- _TASK REQUIREMENTS_
Convert all of the material below into a Markdown table with the columns Row and Text, giving each line its own numbered row. Skip blank lines and leave the pictures out.

- _EXCERPTED DATA_
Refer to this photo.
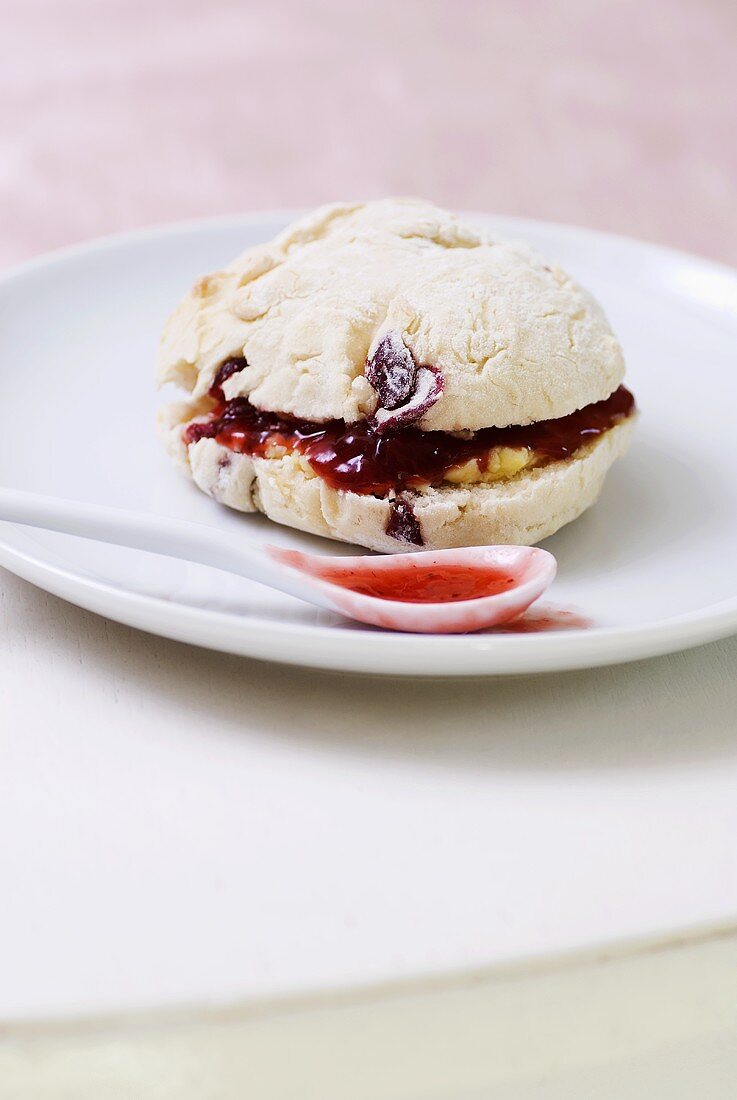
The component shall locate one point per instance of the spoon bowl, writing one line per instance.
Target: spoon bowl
(426, 592)
(430, 591)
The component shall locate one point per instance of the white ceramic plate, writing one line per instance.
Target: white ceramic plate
(652, 564)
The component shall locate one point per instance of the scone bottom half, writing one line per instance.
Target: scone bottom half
(307, 473)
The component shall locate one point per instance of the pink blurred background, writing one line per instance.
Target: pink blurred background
(117, 113)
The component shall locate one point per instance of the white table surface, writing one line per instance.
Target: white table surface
(184, 827)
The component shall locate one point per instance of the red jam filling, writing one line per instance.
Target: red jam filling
(363, 459)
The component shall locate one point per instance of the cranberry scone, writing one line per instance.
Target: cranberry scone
(386, 374)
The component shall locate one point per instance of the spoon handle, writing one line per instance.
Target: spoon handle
(175, 538)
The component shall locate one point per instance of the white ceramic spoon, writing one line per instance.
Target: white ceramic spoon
(516, 575)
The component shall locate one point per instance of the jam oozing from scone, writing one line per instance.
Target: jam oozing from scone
(362, 458)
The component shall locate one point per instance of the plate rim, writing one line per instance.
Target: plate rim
(372, 652)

- _FINISHED TASK_
| Row | Text |
|---|---|
| 1 | Refer to this photo. |
| 2 | The component shall locate one point per instance of the spoon bowl, writing one line per instance. |
| 3 | Target: spoon bowl |
| 4 | (426, 592) |
| 5 | (430, 591) |
| 6 | The component shall locate one point per instance of the white ceramic plate, writing one line per instance. |
| 7 | Target: white ceramic plate |
| 8 | (652, 564) |
| 9 | The component shall locate one point per instance of the scone bottom half, writing one line per instance. |
| 10 | Target: scone bottom half |
| 11 | (307, 473) |
| 12 | The component shall locate one point per instance of the pink blurred background, writing one line per instance. |
| 13 | Target: pink blurred background |
| 14 | (117, 113) |
| 15 | The component shall locate one point per instance of the white table surface, writing one line per instance. |
| 16 | Target: white table surface |
| 17 | (184, 827) |
| 18 | The component shall locate one point per instance of the red jam filling, writing one line per instance. |
| 19 | Target: red jam filling |
| 20 | (363, 459) |
| 21 | The component shall locate one point per instance of the cranberry scone, writing one line per instance. |
| 22 | Target: cranberry scone |
| 23 | (386, 374) |
| 24 | The component shall locate one point per instance of the spoon handle, writing one line per instance. |
| 25 | Target: spoon handle |
| 26 | (175, 538) |
| 27 | The component shall locate one point per instance of the white ceramic spoon, writing one line per instance. |
| 28 | Target: white ceramic spoon |
| 29 | (516, 575) |
| 30 | The component shall locate one point per instance of the jam oozing from scone, writing one line per instance. |
| 31 | Target: jam oozing from scone |
| 32 | (362, 458) |
| 33 | The component shall locate one point per instance of the plate rim, writing one line per instance. |
| 34 | Target: plate rim |
| 35 | (372, 652) |